— Start Text section —

Revert "Remove Dezippering from BiquadFilter"

This reverts commit 53b1b7da.

Reason for revert: The new test webaudio/BiquadFilter/no-dezippering.html is failing under Mac 10.10.

Original change's description:
> Remove Dezippering from BiquadFilter
> 
> Remove dezippering from all of the attributes.  The value will now 
> change immediately instead of gradually changing from the old value
> to the new value.

— End Text section —

__Exercise brief__: Copy the commit message word for word from "Reason for revert: The" to "the new value.". Rely on the commit message alone.

— Start Stored rows —

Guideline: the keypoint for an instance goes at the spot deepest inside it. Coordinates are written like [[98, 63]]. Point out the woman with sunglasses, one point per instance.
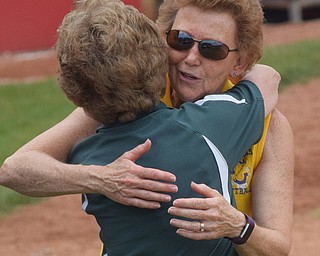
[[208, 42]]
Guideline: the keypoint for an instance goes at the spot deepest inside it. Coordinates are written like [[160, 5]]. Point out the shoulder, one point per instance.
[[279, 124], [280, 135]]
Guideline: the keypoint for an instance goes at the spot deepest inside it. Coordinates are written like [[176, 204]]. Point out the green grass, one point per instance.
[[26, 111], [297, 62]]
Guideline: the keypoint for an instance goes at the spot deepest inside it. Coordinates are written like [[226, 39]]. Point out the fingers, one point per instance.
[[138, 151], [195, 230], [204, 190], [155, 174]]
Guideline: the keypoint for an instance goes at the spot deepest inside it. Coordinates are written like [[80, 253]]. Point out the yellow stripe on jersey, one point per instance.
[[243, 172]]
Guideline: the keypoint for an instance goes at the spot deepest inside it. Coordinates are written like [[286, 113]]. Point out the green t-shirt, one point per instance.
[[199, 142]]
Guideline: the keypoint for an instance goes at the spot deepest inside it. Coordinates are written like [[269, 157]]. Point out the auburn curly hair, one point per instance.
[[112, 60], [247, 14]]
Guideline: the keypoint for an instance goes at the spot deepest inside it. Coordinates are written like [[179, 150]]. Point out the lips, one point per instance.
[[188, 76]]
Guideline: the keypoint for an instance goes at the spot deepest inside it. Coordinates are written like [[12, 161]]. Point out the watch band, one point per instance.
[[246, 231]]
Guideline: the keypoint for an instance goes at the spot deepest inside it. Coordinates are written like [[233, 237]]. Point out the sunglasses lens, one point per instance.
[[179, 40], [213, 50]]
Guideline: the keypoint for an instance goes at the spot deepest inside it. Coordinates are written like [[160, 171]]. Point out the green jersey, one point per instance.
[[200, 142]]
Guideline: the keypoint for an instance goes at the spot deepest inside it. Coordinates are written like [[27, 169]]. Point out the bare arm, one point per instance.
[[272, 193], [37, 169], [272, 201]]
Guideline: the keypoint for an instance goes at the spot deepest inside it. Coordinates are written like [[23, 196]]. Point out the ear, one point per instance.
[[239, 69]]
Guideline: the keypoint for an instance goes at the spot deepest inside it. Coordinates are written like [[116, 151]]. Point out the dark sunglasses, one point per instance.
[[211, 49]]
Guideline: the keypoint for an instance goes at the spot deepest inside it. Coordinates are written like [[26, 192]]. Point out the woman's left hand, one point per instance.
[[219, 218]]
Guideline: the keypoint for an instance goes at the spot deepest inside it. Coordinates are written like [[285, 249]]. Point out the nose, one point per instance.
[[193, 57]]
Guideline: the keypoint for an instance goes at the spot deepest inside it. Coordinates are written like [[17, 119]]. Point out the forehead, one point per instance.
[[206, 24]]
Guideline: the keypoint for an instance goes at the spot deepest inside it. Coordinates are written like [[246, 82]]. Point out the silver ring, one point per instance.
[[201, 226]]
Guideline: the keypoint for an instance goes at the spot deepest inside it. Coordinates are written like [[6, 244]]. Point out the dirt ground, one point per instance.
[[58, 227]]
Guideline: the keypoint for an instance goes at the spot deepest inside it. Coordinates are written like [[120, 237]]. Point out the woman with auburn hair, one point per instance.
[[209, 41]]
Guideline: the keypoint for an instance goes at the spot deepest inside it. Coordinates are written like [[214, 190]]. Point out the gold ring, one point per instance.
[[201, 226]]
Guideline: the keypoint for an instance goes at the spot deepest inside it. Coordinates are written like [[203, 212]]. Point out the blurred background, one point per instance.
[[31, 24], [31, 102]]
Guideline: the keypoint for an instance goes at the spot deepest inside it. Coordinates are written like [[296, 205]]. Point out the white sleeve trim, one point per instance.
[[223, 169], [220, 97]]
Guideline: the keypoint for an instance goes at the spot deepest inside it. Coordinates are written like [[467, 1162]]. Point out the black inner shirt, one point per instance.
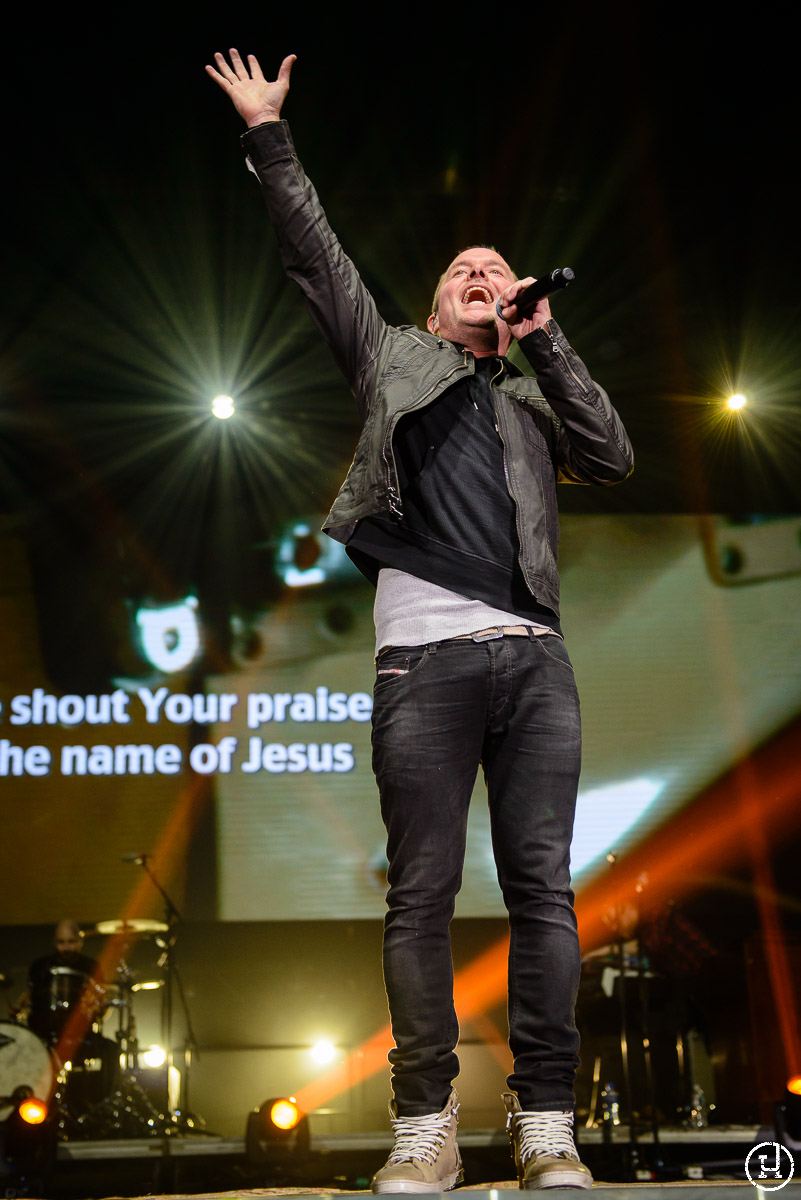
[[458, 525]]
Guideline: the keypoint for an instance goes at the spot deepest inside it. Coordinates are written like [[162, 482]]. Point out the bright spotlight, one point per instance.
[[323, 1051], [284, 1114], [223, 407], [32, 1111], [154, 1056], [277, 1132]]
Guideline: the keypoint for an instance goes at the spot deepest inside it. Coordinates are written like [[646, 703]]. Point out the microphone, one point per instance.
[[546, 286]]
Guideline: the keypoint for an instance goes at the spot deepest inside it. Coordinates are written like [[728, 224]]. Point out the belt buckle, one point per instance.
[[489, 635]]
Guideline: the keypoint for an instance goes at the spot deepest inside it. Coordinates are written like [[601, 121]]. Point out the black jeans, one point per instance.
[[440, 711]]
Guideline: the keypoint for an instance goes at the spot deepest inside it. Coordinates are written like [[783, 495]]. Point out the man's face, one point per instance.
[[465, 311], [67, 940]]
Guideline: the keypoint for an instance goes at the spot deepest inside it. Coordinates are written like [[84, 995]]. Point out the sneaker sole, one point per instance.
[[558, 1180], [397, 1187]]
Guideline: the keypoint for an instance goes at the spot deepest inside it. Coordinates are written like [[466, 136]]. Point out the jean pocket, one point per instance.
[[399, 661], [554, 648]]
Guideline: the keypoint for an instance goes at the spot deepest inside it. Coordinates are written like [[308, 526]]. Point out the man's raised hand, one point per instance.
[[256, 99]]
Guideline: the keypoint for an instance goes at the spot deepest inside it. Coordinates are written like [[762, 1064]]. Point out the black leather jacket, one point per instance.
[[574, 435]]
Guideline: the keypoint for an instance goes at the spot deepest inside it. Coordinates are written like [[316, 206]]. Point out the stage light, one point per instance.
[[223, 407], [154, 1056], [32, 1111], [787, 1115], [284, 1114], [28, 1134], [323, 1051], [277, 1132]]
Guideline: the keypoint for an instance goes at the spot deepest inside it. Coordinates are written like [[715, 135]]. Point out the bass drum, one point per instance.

— End Stored rows —

__Solution for this task__:
Reason for revert: The new test webaudio/BiquadFilter/no-dezippering.html is failing under Mac 10.10.

Original change's description:
> Remove Dezippering from BiquadFilter
> 
> Remove dezippering from all of the attributes.  The value will now 
> change immediately instead of gradually changing from the old value
> to the new value.